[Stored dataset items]
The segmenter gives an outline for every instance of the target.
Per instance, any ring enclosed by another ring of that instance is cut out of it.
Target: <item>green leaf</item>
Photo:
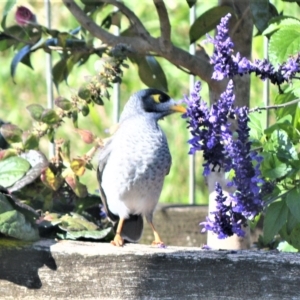
[[[30,104],[26,107],[26,109],[29,111],[31,117],[35,120],[35,121],[40,121],[41,120],[41,116],[44,112],[44,107],[42,105],[39,104]]]
[[[280,242],[277,250],[280,252],[299,252],[298,249],[294,248],[292,245],[290,245],[288,242]]]
[[[280,230],[280,235],[294,248],[300,250],[300,223],[298,223],[290,234],[287,233],[286,226]]]
[[[88,194],[85,198],[79,198],[76,200],[75,211],[77,213],[82,213],[84,210],[93,207],[95,205],[99,205],[101,203],[101,199],[99,195]]]
[[[284,199],[286,199],[286,197],[284,197]],[[285,225],[287,233],[291,234],[291,232],[298,225],[298,223],[299,221],[291,213],[291,210],[289,210],[286,225]]]
[[[286,195],[286,204],[291,214],[300,222],[300,189],[294,188]]]
[[[269,59],[273,65],[280,64],[300,49],[300,24],[282,27],[269,42]]]
[[[297,84],[298,82],[295,82],[295,84]],[[296,88],[296,87],[295,87]],[[284,103],[287,103],[289,101],[292,101],[295,99],[295,95],[293,92],[285,92],[283,94],[278,94],[276,95],[275,97],[275,104],[278,105],[278,104],[284,104]],[[278,119],[281,119],[283,118],[284,116],[287,116],[287,115],[291,115],[293,117],[293,115],[295,114],[295,111],[296,111],[296,108],[297,108],[297,103],[293,104],[293,105],[287,105],[283,108],[279,108],[279,109],[276,109],[276,116]]]
[[[18,191],[24,186],[34,182],[49,165],[46,156],[37,150],[29,150],[28,152],[22,153],[20,156],[30,163],[31,168],[25,176],[8,189],[9,193]]]
[[[63,98],[63,97],[58,97],[54,101],[55,105],[62,110],[68,111],[72,108],[72,103],[70,100]]]
[[[135,56],[134,60],[138,65],[139,76],[144,84],[164,92],[168,91],[166,75],[155,57]]]
[[[112,234],[112,227],[103,230],[82,230],[82,231],[71,231],[63,234],[58,233],[57,236],[61,239],[78,240],[78,239],[93,239],[102,240],[108,235]]]
[[[12,156],[0,161],[0,186],[12,186],[29,170],[29,162],[21,157]]]
[[[39,218],[39,214],[32,207],[19,201],[13,195],[6,195],[6,194],[1,194],[1,193],[0,193],[0,202],[1,202],[1,199],[3,200],[3,197],[9,202],[12,209],[2,210],[2,212],[8,211],[8,210],[17,210],[18,212],[22,213],[25,216],[26,220],[29,221],[32,225],[36,224],[36,220]],[[3,203],[3,201],[2,201],[2,203]],[[0,206],[1,205],[2,204],[0,204]]]
[[[194,43],[206,33],[215,29],[220,19],[228,13],[232,15],[235,13],[234,9],[230,6],[216,6],[204,12],[190,28],[190,43]]]
[[[192,8],[196,3],[197,3],[197,0],[186,0],[189,8]]]
[[[39,138],[33,133],[24,132],[22,141],[24,150],[38,149],[39,147]]]
[[[270,20],[268,28],[263,32],[263,35],[271,35],[278,29],[287,25],[299,25],[299,20],[288,16],[277,16]]]
[[[45,109],[41,115],[41,122],[48,125],[57,124],[59,121],[60,117],[54,109]]]
[[[78,97],[84,100],[89,100],[91,98],[90,89],[85,85],[81,86],[78,90]]]
[[[3,124],[0,128],[1,135],[8,142],[11,143],[19,143],[22,141],[22,129],[20,129],[17,125],[14,124]]]
[[[89,106],[86,104],[86,105],[83,105],[81,107],[81,113],[84,117],[86,117],[89,113],[90,113],[90,108]]]
[[[10,65],[10,75],[12,78],[15,77],[17,65],[19,62],[23,62],[28,67],[32,68],[32,65],[30,63],[30,45],[25,45],[13,58],[11,65]]]
[[[26,221],[23,214],[15,210],[0,214],[0,232],[24,241],[39,239],[38,230]]]
[[[269,0],[250,0],[250,9],[257,30],[263,32],[270,20]]]
[[[94,231],[97,230],[98,226],[88,220],[83,216],[72,213],[71,215],[64,215],[60,218],[61,223],[59,228],[64,231]]]
[[[72,111],[72,122],[75,128],[78,128],[78,112],[76,110]]]
[[[14,7],[14,5],[16,4],[17,0],[7,0],[2,12],[2,21],[1,21],[1,27],[3,29],[6,28],[6,18],[7,18],[7,14],[11,11],[11,9]]]
[[[58,85],[67,78],[66,76],[66,65],[67,65],[67,60],[66,59],[61,59],[59,60],[52,68],[52,77],[53,77],[53,82],[58,87]]]
[[[274,236],[278,234],[287,220],[288,208],[284,201],[271,203],[265,214],[263,235],[264,242],[270,243]]]
[[[4,8],[3,8],[3,12],[2,12],[2,17],[5,17],[11,11],[11,9],[14,7],[16,2],[17,2],[17,0],[7,0],[6,1]]]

**Work instruction:** Which lines above hold the string "instance"? Copy each of them.

**Your response:**
The segmenter gives an outline for every instance of the target.
Per instance, any ring enclosed by another ring of that instance is cut out of it.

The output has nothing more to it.